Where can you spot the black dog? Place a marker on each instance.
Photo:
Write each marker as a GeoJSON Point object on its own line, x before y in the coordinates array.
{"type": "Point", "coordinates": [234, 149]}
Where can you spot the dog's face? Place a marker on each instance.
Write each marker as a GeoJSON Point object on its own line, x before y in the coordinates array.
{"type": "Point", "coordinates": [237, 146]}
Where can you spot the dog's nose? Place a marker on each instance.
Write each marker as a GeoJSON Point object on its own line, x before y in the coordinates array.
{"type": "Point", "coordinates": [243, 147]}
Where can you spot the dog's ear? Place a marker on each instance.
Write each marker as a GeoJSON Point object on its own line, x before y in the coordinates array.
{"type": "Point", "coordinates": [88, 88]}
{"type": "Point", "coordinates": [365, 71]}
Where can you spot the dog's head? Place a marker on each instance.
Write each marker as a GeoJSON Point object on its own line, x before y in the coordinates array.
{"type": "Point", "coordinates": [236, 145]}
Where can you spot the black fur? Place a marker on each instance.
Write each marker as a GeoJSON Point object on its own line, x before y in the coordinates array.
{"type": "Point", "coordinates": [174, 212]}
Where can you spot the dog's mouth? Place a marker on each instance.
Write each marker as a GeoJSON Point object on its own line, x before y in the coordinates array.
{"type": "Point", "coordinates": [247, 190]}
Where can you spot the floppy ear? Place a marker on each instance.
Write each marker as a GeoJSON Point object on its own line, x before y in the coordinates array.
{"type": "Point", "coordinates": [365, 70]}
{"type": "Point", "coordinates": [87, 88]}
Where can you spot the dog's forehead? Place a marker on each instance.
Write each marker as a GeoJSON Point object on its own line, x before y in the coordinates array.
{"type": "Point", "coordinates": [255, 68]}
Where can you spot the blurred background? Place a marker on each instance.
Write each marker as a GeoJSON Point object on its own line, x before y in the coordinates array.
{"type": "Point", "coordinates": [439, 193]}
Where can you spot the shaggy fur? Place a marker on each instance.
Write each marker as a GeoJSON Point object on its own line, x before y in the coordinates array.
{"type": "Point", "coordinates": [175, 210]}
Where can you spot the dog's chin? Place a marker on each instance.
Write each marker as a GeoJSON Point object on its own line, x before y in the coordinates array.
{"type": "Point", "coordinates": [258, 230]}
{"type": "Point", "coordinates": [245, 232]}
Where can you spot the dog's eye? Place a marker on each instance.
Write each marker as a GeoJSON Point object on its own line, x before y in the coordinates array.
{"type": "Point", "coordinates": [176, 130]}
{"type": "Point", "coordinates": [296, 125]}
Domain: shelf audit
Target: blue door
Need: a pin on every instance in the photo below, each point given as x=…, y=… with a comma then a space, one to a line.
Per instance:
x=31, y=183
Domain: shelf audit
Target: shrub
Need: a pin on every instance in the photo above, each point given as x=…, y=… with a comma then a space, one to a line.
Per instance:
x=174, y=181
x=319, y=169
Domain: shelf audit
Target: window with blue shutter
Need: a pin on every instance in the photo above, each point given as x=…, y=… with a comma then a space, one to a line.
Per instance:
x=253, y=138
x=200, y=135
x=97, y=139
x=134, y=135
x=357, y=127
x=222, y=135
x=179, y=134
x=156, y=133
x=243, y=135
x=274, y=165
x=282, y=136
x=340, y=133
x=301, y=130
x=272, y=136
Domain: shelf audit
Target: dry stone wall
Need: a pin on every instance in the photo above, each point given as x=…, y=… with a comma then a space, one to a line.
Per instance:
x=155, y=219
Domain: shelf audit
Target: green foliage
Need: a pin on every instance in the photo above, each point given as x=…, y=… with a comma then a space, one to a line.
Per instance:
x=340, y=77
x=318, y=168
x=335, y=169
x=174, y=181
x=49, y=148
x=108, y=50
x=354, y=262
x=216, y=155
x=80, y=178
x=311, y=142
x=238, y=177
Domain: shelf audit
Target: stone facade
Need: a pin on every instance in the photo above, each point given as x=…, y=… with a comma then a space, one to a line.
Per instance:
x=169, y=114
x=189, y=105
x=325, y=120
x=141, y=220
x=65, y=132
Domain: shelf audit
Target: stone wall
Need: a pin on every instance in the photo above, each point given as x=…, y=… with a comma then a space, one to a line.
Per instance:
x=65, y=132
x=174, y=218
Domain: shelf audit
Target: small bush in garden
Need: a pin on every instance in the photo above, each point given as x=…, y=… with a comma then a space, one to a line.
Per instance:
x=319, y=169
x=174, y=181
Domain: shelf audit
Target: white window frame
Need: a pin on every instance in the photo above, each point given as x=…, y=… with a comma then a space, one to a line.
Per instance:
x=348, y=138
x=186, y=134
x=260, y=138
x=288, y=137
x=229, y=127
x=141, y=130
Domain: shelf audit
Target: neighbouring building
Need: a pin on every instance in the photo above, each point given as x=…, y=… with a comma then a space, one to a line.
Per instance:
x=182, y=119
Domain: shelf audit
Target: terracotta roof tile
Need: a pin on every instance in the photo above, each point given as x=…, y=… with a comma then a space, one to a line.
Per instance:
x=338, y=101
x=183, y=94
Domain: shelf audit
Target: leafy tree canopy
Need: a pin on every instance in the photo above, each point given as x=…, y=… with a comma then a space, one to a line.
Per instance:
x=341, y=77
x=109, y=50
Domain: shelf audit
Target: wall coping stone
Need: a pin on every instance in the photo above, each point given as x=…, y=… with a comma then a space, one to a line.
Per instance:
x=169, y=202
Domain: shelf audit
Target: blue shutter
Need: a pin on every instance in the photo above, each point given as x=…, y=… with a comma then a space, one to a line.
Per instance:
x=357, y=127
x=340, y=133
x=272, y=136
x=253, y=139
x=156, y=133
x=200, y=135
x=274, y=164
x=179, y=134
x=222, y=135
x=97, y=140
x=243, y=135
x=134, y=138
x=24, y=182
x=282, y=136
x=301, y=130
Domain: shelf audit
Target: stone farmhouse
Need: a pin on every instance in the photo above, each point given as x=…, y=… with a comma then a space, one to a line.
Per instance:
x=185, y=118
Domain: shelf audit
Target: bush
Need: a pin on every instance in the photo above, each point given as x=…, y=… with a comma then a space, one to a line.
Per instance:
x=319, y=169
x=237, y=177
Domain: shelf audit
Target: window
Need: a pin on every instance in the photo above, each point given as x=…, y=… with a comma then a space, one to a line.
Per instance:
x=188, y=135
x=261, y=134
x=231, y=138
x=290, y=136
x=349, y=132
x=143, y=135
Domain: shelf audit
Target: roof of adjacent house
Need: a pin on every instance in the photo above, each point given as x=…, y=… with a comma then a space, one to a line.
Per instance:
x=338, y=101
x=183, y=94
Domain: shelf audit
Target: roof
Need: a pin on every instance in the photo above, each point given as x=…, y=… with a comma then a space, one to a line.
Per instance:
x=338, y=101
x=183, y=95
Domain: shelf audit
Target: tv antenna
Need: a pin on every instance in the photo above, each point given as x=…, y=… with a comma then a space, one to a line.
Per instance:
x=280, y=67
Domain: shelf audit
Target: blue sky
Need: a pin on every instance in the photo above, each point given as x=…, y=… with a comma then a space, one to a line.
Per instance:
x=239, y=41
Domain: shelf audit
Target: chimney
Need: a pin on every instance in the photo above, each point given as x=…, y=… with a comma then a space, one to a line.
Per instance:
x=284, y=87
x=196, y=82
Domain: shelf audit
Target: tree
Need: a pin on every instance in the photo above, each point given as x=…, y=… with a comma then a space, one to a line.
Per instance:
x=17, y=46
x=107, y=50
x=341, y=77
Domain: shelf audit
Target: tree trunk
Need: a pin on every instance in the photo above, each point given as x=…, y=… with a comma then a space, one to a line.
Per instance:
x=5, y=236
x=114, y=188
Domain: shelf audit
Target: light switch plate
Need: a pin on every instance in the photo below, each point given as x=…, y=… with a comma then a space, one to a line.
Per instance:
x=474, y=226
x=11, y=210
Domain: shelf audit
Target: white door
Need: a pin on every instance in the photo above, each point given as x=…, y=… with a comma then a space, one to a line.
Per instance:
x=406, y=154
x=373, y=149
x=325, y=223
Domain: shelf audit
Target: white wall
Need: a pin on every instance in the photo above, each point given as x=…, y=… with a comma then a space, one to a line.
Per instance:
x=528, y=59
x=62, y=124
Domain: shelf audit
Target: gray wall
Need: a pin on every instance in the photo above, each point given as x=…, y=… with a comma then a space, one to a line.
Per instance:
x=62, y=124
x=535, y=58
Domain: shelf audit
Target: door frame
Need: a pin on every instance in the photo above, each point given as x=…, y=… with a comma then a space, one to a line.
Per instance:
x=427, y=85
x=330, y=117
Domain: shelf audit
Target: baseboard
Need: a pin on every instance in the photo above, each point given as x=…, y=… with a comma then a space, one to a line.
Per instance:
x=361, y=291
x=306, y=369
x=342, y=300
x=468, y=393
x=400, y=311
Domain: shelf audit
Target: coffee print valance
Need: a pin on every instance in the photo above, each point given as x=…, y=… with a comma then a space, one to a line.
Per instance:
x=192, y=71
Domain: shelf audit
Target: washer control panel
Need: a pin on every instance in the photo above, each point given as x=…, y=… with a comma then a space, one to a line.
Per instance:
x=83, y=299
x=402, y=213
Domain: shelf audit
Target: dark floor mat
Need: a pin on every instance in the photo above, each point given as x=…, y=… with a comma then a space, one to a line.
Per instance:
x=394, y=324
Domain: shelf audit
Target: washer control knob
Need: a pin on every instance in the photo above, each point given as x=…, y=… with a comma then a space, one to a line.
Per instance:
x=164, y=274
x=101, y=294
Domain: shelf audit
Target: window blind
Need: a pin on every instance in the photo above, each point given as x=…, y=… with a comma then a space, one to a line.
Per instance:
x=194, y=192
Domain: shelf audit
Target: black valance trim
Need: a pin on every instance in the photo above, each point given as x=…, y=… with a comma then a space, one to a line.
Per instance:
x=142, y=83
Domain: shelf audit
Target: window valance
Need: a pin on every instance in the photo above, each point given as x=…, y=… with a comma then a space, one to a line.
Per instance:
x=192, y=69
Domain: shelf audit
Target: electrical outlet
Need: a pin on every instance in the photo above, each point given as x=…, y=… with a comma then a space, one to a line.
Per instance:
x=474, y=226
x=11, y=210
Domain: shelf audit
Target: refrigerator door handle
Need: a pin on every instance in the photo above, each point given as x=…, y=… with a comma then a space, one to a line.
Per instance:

★ ★ ★ ★ ★ ★ ★

WORK TO COMPLETE: In the listing above, find the line with "Where can you spot the dog's mouth?" and the line with "Target: shrub"; set down exactly those two lines and every line between them, nothing more.

SOLUTION TO THIS EXERCISE:
Where can you spot the dog's mouth? Place a marker on each instance.
Write each marker as a GeoJSON Point object on its own line, x before y in the coordinates array.
{"type": "Point", "coordinates": [247, 190]}
Where can you spot the floppy ear? Place a marker on each instance.
Write each marker as a GeoJSON Point object on its own line, x before y in the coordinates array.
{"type": "Point", "coordinates": [365, 70]}
{"type": "Point", "coordinates": [87, 88]}
Where can you spot the dog's forehead? Place a marker on each instance.
Write each marker as a GeoJSON Point object on its own line, x before y in the coordinates array.
{"type": "Point", "coordinates": [255, 68]}
Where can you spot the blurred background? Place a marker on each instance.
Write each marker as a GeoJSON Point object on its own line, x before y in the coordinates array.
{"type": "Point", "coordinates": [439, 193]}
Where can you spot the shaggy fur? Place a marker on each instance.
Write each marker as a GeoJSON Point object on its own line, x before y in the coordinates array.
{"type": "Point", "coordinates": [175, 210]}
Where can you spot the dog's chin? Place a marker on each instance.
Write each marker as a GeoJSON Point object on its own line, x before y in the coordinates array.
{"type": "Point", "coordinates": [258, 230]}
{"type": "Point", "coordinates": [245, 232]}
Where can you spot the dog's eye? Place a marker on each instance.
Write each marker as a GeoJSON Point object on its own line, x before y in the coordinates array.
{"type": "Point", "coordinates": [176, 130]}
{"type": "Point", "coordinates": [296, 125]}
Domain: shelf audit
Target: blue door
Need: a pin on every instance in the photo below, each point given as x=…, y=… with a comma then a space, one to a line.
Per instance:
x=31, y=183
Domain: shelf audit
Target: shrub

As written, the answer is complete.